#### Work to complete:
An exact reprint of the whole listing is what the answer must contain.
*** Excerpted data Section Begins ***
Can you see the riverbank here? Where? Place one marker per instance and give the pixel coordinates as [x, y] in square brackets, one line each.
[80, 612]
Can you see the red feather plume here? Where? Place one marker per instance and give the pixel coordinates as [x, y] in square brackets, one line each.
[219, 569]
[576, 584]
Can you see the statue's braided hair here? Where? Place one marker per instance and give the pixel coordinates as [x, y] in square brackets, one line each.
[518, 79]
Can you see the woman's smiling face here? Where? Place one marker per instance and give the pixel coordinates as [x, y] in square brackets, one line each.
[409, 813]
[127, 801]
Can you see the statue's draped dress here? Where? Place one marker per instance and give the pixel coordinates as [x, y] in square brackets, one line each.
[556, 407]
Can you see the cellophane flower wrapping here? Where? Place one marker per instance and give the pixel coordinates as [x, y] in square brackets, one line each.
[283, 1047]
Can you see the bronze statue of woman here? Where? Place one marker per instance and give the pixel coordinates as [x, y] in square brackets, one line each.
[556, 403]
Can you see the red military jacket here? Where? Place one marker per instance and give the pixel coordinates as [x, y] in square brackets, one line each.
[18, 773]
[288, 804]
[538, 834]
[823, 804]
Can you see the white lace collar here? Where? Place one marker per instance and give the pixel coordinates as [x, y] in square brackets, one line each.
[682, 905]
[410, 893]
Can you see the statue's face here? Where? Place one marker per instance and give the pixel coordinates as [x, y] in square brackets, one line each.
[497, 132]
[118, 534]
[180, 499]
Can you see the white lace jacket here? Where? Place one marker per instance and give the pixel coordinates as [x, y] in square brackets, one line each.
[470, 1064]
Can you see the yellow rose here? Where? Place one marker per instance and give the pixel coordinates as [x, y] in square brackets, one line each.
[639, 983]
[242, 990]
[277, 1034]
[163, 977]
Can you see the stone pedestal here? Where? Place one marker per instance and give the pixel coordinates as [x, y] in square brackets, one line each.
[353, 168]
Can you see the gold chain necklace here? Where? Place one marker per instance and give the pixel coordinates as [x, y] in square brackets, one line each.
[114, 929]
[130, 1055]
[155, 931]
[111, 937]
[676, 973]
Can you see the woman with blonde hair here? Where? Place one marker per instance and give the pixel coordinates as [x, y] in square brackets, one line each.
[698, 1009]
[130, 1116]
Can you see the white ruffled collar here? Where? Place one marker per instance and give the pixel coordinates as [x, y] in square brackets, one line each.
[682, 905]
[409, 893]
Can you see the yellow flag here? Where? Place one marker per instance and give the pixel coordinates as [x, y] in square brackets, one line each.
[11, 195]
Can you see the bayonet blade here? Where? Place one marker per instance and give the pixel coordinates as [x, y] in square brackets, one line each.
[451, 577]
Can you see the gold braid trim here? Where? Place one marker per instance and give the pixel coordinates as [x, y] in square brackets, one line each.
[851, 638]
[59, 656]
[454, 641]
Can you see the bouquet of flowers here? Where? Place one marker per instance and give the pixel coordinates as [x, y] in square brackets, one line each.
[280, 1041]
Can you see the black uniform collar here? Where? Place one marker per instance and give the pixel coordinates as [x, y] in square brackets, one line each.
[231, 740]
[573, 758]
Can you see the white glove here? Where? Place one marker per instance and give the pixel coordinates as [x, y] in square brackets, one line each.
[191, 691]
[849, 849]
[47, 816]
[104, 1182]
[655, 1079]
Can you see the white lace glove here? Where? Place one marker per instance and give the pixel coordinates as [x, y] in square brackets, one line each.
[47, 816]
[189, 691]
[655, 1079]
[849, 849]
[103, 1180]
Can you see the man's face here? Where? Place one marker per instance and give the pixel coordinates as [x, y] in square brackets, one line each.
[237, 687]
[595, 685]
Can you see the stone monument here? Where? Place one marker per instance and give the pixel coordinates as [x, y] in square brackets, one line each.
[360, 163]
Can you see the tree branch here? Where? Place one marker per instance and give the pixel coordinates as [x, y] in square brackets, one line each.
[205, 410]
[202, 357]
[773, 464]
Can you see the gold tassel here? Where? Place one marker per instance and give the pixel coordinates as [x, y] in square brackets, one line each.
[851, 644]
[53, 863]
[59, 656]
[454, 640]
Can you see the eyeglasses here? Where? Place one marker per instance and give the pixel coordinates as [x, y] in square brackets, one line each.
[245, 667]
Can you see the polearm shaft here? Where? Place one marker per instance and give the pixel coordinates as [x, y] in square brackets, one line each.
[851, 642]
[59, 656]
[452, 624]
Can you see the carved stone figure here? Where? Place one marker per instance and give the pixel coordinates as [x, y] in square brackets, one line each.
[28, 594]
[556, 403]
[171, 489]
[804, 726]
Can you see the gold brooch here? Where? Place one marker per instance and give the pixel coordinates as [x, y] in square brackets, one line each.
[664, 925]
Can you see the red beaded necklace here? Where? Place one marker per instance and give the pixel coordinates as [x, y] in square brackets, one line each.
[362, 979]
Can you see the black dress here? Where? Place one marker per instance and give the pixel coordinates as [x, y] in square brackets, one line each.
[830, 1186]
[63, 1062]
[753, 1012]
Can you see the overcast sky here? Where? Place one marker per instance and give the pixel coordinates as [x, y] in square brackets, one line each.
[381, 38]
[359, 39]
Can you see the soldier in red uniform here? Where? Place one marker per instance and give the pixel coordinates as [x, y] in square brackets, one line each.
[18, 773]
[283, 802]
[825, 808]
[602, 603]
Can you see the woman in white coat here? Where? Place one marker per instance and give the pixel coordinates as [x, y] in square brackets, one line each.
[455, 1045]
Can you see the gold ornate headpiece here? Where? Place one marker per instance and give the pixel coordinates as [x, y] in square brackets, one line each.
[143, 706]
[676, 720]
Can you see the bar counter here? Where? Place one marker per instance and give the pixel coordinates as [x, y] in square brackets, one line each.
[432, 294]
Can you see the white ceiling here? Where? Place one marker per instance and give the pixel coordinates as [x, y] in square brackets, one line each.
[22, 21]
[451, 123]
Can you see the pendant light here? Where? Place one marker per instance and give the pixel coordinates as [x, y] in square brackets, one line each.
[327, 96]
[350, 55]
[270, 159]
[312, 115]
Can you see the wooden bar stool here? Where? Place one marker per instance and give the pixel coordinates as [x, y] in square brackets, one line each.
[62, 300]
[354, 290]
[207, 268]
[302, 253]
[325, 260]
*** Excerpted data Section Ends ***
#### Solution to the problem:
Can you see the riverbank here? Where? Place one marker per instance and give the pixel coordinates as [x, y] in square brackets, one line each.
[80, 612]
Can you see the red feather plume here? Where? Place one marker per instance and give the pixel coordinates as [x, y] in square brackets, one line each.
[219, 569]
[576, 584]
Can you see the statue's braided hair here? Where? Place one marker per instance and give the pixel coordinates as [x, y] in square brackets, one line each.
[518, 79]
Can you see the woman's smiling face here? Where? Place one marker per instance and give the pixel coordinates as [x, y] in square brackets, one line each.
[409, 813]
[127, 801]
Can you see the statue's draped dress here? Where? Place one marker per instance and give the pixel coordinates as [x, y] in square brackets, one line each.
[556, 407]
Can you see the cellophane flower wrapping here? Where? Place one marker per instance and give the pixel coordinates as [x, y] in square brackets, one line each.
[283, 1047]
Can you see the bronze statue of woman here? Where? Place one marker per instance and give the pixel coordinates as [x, y] in square brackets, one line each.
[556, 403]
Can you see the red military jacket here? Where? Place one marker per instance and give the pixel coordinates as [x, y] in square brackets, one line each.
[18, 773]
[288, 804]
[538, 834]
[823, 804]
Can you see the white lace collar here? Where? Place one marker per instance and give the pixel coordinates as [x, y] in square brackets, one line each.
[682, 905]
[410, 893]
Can you see the statue's face here? Where? Place one marker per instance and give the pixel coordinates as [x, y] in square brackets, one line each.
[497, 132]
[118, 534]
[180, 499]
Can you see the white lace jacket here? Where? Place one marker per instance and give the pixel coordinates as [x, y] in square brackets, one line each.
[470, 1064]
Can you see the yellow rose here? Where? Place one marker per instance and give the pixel coordinates as [x, y] in square brackets, one line each.
[639, 983]
[242, 990]
[277, 1034]
[163, 977]
Can you see the stone pedestal here? Where? Place one marker per instance and give the pixel coordinates as [x, y] in square brackets, one line each.
[353, 168]
Can you see the gold chain necklace here? Where? Place one marker per instance and give the pixel coordinates as [x, y] in square brackets, one line each.
[114, 929]
[130, 1055]
[155, 931]
[111, 937]
[676, 973]
Can you see the woman with blonde hair here? Where? Place one marker per instance and give the pixel coordinates as [x, y] in square brackets, one line each.
[698, 1009]
[130, 1116]
Can you see the white ruffled collar here? Where? Place one marker per instance and give the pixel coordinates as [x, y] in square brackets, one line each.
[682, 905]
[409, 893]
Can you see the yellow flag here? Where? Place one marker per instance and give the pixel coordinates as [x, y] in square brackets, one line each.
[11, 195]
Can you see the bayonet blade here? Where? Place one marker per instance and give the pixel coordinates as [x, y] in square brackets, one line each.
[451, 577]
Can you see the gold braid trim here? Where? Place one marker per instance and give the pixel coordinates as [x, y] in square brackets, one line each.
[851, 638]
[59, 656]
[454, 641]
Can you see the bouquet of flowers here? Where? Place one marker per instance and give the pixel coordinates as [x, y] in square brackets, one line each.
[280, 1041]
Can you see the black uniform collar here? Where? Place one marker per instance and give the pixel coordinates as [x, y] in square brackets, one line each.
[231, 740]
[573, 758]
Can you see the white glove here? Where? Place one marker per instance and give the pixel coordinates as [x, y] in square brackets, one line each.
[191, 691]
[849, 849]
[47, 816]
[104, 1182]
[655, 1079]
Can you see the white lace glove here? Where? Place one marker per instance and give the pixel coordinates as [x, y] in square brackets, one line each.
[47, 816]
[189, 691]
[655, 1079]
[849, 849]
[103, 1180]
Can you see the man's face here? Where? Place one marker per instance and give the pixel coordinates as [x, y] in square brackets, one line each.
[237, 687]
[595, 685]
Can you see the stone monument here? Where? Place one marker per instance and give the pixel coordinates as [x, y] in square brackets, one line each.
[360, 163]
Can you see the tree branch here? Where? Place one marker per instance and give the pixel coordinates as [x, y] in square brackets, one line each.
[205, 410]
[202, 357]
[773, 464]
Can you see the gold tassel here? Where? Place one marker per instance and give the pixel coordinates as [x, y] in square brackets, one line each.
[851, 644]
[53, 863]
[59, 656]
[454, 640]
Can you see the eyeglasses here? Where? Place one marker per instance and give the pixel coordinates as [x, y] in square brackets, one line each.
[245, 667]
Can you see the polearm shaft here? Where? Place one marker per instance and give the pixel coordinates as [x, y] in square brackets, one line each.
[851, 642]
[59, 656]
[452, 624]
Can you see the carved stone figure here? Where? Place one marker per instance and give the pixel coordinates as [x, y] in square brackets, one line each.
[28, 594]
[556, 403]
[171, 489]
[804, 726]
Can you see the gold brooch here? Where? Place one marker per instance and give the pixel coordinates as [x, y] in square brackets, one line each.
[664, 925]
Can you see the red beaded necklace here? Where? Place one marker per instance and give the pixel coordinates as [x, y] in square brackets, one line each.
[362, 979]
Can you see the black dress here? Where? Place one marker per instance and give the pixel coordinates as [x, y] in square brackets, one line each.
[830, 1186]
[63, 1062]
[753, 1012]
Can you see the overcast sky here? Where? Place one marker per instance and give the pixel coordinates as [x, y] in square brackets, one line each.
[381, 38]
[359, 39]
Can you see the soldier in red uniform here? Where? Place one marker per instance and give the pixel coordinates as [x, y] in square brackets, one line each.
[18, 773]
[283, 802]
[825, 808]
[602, 603]
Can you see the woman in white coat here? Where? Place one marker per instance and give the pixel coordinates as [x, y] in square brackets, one line each.
[455, 1045]
Can you see the gold ornate headpiece here? Where? Place one marker per instance and give the pixel coordinates as [x, y] in square brackets, one line each.
[143, 706]
[676, 720]
Can you see the bar counter here? Where? Place one marker per instance and give the pixel coordinates as [x, y] in square brackets, one line each.
[432, 294]
Can you see the white ceiling here? Where? Place one marker per instance and give the pixel coordinates as [x, y] in square brackets, one line each.
[22, 21]
[451, 123]
Can you see the pendant light here? Where? Place one marker per instance and give the pixel coordinates as [x, y] in square brackets, one line each.
[327, 96]
[350, 55]
[270, 159]
[312, 115]
Can you see the wooden bar stool here? Where? Place one marker per instance and give the pixel coordinates as [x, y] in square brackets, one line each.
[62, 300]
[354, 290]
[207, 268]
[302, 253]
[325, 260]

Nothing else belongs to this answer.